(Task material Opens)

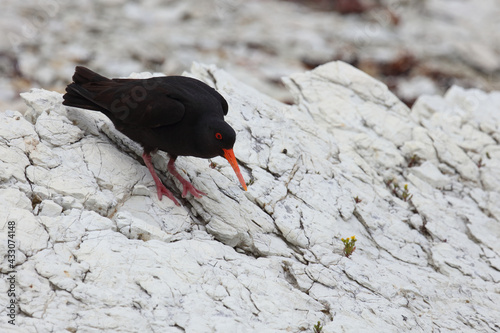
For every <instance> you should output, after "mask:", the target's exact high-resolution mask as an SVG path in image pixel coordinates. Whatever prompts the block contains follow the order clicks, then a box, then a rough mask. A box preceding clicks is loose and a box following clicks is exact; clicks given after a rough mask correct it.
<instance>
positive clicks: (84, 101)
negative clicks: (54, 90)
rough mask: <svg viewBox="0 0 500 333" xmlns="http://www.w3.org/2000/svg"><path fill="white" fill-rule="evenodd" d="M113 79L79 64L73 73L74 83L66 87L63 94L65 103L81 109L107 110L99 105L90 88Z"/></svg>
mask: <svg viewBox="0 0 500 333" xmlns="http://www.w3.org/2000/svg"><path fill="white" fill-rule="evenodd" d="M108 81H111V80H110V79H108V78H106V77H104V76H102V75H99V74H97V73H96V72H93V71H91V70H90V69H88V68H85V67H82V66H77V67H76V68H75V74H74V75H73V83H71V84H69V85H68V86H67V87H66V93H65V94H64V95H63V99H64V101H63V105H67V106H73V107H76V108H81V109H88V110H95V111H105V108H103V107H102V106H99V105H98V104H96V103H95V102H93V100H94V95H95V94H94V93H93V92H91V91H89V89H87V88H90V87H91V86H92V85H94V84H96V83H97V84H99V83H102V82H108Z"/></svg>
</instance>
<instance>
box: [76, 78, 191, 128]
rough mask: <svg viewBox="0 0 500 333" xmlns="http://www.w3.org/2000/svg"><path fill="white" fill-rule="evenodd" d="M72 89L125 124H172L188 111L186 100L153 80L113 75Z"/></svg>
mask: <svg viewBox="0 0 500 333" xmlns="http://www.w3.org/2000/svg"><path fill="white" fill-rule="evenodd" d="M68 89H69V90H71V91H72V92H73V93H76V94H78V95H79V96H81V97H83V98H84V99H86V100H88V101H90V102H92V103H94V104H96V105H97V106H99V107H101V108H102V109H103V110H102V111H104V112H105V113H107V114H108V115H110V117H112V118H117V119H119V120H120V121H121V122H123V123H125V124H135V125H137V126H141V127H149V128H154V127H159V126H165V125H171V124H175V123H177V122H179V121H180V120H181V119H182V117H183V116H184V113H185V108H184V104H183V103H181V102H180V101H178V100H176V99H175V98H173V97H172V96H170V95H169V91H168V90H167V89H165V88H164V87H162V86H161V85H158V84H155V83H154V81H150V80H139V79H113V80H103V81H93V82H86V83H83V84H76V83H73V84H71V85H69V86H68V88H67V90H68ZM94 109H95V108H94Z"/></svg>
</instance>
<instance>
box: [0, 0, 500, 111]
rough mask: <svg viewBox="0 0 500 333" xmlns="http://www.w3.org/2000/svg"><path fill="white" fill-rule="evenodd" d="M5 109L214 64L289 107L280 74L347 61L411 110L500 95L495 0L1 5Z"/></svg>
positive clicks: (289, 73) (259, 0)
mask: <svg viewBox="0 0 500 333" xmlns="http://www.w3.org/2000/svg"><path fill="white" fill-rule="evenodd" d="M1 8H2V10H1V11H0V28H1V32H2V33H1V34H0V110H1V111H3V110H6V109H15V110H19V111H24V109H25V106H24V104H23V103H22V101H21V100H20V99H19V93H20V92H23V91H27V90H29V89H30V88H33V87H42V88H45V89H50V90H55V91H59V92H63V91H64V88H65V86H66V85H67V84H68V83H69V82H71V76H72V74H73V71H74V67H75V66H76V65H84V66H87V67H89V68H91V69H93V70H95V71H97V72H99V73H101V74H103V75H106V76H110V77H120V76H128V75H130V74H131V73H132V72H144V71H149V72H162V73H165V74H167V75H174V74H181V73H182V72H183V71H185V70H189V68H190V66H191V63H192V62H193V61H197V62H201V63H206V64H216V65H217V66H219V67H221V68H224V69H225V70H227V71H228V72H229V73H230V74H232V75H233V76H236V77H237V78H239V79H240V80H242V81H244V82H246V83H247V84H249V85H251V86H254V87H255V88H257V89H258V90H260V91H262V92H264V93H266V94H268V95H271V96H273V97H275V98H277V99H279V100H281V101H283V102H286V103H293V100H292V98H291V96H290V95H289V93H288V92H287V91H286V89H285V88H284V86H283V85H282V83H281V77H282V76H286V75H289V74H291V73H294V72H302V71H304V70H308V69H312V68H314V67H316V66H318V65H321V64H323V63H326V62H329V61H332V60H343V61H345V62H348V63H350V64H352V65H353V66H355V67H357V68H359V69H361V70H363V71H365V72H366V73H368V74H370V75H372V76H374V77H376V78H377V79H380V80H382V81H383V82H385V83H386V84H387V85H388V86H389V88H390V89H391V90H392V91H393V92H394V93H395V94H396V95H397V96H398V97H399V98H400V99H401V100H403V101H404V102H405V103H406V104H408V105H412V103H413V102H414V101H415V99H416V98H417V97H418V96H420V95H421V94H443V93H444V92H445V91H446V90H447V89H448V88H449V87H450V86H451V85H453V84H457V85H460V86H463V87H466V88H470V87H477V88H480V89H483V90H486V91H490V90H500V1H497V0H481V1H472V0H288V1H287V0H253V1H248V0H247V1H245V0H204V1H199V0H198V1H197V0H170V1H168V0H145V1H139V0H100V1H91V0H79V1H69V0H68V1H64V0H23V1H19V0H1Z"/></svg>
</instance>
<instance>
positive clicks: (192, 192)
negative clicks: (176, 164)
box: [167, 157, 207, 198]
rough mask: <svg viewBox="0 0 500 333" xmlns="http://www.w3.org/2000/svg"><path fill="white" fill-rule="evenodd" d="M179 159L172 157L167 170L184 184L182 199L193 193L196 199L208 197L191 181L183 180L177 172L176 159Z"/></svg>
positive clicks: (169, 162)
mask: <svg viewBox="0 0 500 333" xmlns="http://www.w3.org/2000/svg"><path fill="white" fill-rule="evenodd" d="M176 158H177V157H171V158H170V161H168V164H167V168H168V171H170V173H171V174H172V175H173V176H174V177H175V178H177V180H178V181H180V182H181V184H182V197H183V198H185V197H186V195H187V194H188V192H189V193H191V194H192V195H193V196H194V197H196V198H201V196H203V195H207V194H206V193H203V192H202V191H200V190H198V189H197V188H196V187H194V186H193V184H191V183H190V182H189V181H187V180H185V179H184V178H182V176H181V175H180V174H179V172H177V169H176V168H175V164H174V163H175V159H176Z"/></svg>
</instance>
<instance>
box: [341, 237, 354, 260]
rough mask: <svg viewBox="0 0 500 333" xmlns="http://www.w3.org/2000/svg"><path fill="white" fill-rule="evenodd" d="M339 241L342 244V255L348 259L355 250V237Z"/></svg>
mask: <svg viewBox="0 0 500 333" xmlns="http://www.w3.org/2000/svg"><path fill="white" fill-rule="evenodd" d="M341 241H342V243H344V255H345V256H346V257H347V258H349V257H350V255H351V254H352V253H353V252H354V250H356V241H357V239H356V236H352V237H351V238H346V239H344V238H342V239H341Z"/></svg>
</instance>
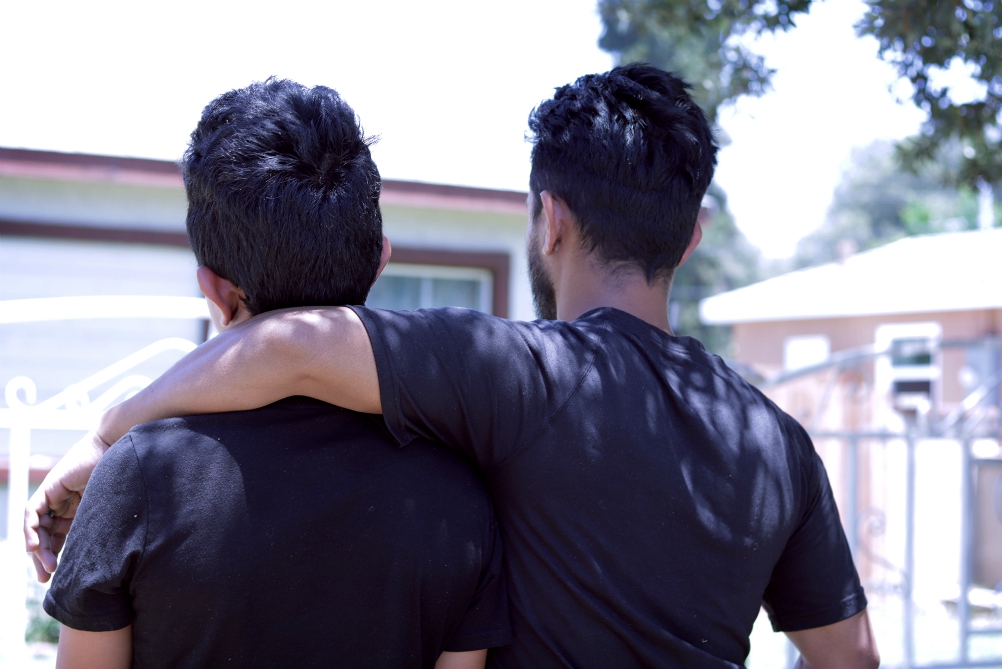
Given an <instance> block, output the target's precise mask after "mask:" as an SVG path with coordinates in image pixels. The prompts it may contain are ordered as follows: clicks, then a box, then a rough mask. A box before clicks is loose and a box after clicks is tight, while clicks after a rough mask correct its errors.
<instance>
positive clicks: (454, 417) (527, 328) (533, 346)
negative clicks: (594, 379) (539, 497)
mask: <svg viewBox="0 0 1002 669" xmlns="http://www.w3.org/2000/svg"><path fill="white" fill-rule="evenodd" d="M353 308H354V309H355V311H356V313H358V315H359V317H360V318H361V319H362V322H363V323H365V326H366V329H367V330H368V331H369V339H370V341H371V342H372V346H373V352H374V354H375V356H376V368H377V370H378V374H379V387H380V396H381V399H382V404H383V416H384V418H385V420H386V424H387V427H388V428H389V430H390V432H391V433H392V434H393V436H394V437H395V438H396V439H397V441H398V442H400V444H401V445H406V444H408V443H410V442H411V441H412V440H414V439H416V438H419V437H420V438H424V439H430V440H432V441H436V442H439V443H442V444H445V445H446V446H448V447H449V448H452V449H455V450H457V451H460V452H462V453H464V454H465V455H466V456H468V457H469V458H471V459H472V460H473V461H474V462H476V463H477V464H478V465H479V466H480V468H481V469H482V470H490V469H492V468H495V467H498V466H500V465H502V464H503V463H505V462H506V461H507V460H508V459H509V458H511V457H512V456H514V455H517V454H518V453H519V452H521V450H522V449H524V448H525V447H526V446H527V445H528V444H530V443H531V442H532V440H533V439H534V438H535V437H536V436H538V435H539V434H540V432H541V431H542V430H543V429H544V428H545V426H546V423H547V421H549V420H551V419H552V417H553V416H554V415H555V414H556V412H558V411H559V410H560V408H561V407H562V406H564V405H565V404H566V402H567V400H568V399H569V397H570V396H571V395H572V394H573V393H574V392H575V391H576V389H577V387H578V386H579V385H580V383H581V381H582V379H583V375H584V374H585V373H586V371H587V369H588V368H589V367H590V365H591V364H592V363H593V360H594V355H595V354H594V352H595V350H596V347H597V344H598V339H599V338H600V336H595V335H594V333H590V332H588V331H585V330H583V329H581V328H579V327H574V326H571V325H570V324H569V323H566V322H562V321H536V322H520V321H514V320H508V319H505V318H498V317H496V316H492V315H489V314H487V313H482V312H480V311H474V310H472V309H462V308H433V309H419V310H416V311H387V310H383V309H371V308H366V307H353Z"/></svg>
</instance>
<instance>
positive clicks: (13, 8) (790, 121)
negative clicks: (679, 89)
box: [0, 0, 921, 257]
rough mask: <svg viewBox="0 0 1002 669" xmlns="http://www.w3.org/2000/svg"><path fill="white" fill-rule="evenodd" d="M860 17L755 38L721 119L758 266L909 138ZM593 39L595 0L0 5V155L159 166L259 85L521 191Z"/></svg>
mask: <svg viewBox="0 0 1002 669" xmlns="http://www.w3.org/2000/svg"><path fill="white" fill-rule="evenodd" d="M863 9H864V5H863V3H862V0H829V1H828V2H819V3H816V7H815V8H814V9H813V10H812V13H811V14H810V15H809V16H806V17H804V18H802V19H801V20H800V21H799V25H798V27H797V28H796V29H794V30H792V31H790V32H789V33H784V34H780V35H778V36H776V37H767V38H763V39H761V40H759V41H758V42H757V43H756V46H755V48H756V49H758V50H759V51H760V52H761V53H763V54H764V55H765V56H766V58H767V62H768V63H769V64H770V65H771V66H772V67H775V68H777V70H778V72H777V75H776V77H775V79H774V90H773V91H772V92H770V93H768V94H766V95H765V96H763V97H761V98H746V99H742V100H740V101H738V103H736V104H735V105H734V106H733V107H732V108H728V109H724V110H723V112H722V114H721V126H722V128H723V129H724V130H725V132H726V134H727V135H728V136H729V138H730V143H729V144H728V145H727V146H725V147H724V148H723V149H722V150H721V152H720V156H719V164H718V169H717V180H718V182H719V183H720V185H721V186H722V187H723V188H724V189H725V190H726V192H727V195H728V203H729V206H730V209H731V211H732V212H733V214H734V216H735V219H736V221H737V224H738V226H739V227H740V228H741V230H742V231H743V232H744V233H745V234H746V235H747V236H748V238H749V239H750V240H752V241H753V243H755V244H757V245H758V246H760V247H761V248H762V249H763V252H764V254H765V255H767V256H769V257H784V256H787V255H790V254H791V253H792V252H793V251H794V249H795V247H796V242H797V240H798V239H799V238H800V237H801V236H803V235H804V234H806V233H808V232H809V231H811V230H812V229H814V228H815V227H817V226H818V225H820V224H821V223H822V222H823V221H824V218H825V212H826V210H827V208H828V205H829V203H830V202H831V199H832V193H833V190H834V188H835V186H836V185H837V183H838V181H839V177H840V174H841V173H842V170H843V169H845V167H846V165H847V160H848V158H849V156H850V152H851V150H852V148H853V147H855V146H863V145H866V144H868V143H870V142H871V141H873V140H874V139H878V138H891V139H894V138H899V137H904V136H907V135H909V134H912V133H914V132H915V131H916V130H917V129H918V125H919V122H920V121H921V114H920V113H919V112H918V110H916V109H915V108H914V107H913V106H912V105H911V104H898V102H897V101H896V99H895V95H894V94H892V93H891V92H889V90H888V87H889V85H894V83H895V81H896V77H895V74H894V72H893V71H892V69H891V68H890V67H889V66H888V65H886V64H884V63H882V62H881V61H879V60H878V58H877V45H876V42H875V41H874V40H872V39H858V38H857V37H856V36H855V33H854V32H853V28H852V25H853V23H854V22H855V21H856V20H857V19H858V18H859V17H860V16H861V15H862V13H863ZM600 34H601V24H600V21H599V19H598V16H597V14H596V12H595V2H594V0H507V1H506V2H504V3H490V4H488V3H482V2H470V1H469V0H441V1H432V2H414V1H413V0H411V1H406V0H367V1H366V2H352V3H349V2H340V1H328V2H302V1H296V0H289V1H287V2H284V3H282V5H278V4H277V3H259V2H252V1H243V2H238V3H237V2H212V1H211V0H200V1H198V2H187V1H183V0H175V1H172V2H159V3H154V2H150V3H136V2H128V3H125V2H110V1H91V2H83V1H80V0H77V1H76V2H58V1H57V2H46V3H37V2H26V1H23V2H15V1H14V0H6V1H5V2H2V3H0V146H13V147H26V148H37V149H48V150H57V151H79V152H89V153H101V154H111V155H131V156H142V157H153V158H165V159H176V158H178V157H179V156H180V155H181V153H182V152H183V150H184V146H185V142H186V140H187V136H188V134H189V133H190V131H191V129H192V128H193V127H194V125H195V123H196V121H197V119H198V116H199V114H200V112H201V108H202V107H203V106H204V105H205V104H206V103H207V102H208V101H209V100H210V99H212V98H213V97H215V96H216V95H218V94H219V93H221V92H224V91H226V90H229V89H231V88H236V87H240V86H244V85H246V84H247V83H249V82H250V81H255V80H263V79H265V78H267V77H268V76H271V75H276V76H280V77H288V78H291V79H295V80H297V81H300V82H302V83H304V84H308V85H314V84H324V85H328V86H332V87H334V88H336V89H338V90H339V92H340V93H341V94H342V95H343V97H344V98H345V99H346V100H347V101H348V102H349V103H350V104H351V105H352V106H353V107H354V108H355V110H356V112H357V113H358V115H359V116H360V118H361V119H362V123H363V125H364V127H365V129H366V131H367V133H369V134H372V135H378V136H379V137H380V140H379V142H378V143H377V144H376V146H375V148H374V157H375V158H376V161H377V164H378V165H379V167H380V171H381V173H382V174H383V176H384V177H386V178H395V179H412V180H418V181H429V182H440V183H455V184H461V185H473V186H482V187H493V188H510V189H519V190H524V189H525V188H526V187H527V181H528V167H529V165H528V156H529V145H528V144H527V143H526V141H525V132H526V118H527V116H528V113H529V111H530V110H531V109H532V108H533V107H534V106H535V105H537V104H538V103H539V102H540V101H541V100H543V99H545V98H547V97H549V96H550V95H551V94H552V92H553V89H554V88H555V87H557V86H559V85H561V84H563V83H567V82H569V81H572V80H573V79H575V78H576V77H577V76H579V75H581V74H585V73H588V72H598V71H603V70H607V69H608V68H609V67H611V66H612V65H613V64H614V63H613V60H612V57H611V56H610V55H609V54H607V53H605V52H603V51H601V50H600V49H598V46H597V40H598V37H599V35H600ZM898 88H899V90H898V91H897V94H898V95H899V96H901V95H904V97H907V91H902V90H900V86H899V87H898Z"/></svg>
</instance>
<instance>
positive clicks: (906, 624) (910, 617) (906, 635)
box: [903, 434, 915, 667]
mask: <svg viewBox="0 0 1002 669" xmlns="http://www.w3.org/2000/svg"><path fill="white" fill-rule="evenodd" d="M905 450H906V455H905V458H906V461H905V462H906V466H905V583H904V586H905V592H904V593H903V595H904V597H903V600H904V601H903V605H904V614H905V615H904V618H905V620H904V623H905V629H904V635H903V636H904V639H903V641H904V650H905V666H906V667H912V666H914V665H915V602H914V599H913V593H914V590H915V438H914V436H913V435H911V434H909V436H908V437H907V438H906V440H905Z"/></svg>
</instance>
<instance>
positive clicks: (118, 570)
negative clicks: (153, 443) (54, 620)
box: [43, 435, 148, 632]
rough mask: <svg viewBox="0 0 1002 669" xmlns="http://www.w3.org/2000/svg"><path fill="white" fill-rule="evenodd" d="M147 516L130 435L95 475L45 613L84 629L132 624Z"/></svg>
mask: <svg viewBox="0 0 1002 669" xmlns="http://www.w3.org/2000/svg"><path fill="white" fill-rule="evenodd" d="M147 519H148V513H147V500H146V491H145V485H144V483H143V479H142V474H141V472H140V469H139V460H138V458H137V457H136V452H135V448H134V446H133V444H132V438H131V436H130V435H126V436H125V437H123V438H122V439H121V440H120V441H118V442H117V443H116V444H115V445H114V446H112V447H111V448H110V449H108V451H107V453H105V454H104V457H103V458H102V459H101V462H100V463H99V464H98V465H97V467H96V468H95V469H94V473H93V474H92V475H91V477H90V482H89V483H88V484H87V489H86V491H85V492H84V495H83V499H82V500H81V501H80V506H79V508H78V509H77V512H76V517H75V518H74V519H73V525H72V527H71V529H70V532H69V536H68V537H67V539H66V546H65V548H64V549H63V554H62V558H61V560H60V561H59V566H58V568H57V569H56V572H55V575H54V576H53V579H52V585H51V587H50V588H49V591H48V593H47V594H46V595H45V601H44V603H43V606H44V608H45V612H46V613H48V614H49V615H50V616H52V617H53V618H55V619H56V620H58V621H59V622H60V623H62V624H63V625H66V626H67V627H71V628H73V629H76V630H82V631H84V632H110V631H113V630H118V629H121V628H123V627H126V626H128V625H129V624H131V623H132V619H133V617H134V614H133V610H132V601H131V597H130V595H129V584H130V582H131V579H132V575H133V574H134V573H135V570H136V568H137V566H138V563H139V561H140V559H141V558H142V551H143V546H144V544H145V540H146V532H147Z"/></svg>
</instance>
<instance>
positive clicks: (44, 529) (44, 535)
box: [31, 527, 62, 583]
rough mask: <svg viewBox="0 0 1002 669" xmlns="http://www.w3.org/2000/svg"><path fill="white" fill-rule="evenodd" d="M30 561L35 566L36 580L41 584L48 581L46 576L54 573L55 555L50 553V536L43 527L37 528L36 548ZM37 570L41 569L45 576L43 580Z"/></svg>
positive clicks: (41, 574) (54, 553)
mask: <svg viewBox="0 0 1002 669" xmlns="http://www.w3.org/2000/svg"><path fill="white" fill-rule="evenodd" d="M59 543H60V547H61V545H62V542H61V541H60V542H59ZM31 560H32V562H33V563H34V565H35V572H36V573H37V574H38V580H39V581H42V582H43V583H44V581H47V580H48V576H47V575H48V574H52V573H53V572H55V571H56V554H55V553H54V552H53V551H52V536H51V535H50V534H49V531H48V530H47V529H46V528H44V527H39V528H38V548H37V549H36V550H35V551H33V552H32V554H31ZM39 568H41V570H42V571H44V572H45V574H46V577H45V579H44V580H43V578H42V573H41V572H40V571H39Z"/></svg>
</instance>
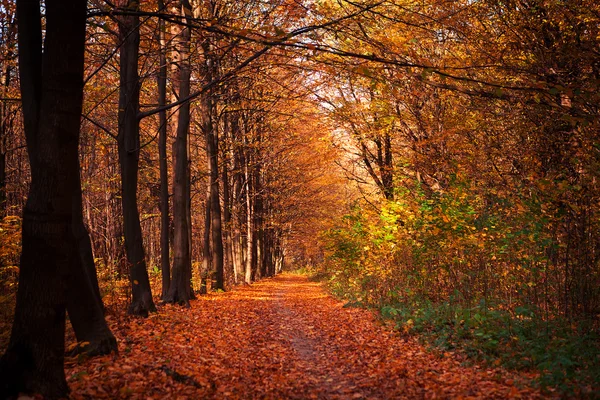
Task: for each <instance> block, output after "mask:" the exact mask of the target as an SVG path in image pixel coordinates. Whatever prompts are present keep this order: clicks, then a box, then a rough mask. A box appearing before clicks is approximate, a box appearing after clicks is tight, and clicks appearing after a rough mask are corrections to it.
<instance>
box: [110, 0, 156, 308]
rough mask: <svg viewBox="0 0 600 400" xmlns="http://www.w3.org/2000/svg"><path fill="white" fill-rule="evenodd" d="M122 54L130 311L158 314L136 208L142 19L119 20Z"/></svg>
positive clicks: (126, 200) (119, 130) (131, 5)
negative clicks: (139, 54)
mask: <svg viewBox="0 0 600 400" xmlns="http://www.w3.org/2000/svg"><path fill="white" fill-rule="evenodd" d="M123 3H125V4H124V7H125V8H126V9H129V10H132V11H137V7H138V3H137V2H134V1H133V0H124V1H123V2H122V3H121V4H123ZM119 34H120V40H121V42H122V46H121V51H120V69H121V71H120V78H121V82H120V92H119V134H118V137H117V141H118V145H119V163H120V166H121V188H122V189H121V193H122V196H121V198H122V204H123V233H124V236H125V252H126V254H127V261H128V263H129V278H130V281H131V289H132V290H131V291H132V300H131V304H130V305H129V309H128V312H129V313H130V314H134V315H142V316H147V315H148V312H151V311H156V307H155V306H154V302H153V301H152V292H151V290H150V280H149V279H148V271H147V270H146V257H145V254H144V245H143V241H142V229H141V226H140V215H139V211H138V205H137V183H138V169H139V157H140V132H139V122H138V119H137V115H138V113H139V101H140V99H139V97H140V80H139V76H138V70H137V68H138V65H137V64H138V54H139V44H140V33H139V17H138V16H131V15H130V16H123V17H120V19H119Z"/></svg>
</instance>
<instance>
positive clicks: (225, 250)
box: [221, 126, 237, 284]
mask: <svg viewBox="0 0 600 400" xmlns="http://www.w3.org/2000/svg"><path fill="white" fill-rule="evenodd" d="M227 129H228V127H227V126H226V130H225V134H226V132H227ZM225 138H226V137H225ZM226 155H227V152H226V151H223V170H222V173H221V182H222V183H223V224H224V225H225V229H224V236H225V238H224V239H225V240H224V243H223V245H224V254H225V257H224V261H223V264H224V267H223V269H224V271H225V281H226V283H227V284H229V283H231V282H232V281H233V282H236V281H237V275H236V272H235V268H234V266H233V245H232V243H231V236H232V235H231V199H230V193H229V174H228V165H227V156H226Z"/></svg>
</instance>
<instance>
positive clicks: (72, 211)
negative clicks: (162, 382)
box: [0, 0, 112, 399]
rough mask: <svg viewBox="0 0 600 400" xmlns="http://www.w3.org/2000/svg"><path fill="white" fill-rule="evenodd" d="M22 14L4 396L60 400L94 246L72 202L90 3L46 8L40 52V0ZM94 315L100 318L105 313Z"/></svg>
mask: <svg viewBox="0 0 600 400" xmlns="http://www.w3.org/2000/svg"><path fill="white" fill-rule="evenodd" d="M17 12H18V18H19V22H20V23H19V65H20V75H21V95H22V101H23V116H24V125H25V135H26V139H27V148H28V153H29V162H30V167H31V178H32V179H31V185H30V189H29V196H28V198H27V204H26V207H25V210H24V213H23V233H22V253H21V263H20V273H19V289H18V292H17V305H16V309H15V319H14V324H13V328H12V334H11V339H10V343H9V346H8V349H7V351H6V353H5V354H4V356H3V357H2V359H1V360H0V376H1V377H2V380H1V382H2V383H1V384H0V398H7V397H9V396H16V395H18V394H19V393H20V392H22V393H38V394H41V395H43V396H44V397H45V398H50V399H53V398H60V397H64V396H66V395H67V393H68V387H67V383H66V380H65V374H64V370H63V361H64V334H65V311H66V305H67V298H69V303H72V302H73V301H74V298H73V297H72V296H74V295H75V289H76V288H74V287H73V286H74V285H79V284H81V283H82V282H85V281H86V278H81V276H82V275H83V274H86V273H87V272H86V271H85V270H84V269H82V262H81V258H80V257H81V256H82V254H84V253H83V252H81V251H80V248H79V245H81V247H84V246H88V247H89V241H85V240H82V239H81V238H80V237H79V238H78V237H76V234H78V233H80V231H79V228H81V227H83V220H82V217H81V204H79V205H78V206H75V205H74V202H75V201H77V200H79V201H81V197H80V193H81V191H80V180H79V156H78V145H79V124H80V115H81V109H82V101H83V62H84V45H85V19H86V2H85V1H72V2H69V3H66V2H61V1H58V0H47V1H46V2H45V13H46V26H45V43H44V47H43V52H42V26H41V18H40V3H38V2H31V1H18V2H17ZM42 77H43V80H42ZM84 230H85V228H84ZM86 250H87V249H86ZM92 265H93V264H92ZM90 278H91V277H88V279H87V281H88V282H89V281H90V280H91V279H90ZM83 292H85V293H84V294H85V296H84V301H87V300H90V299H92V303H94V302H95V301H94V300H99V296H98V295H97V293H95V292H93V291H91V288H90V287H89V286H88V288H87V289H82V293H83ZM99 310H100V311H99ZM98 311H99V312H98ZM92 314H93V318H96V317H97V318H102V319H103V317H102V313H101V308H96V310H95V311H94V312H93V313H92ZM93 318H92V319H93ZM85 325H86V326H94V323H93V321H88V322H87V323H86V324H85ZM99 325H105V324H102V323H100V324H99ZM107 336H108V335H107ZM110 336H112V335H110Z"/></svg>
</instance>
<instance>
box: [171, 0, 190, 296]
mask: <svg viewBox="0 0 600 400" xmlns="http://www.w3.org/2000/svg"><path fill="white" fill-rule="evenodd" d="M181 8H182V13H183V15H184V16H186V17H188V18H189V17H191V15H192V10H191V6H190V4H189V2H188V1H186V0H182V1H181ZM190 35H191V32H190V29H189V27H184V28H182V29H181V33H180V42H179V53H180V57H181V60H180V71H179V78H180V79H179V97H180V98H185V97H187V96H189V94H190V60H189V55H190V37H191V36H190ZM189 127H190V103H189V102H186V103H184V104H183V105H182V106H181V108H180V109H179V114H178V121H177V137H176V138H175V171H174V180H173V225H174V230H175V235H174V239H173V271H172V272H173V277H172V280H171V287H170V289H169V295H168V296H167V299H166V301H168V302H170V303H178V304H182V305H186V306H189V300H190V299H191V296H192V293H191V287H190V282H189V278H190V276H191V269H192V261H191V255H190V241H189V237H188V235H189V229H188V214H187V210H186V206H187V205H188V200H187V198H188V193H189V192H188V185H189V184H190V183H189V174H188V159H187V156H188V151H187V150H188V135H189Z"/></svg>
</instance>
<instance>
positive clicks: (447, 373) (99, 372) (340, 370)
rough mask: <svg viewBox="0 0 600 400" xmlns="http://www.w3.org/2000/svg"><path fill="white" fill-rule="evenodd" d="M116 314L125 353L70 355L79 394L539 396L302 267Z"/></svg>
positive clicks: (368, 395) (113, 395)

(Task material Closes)

Instructions to follow — Count the lines of the data above that contain the string "negative", matching case exactly, and give only the number.

Response — 7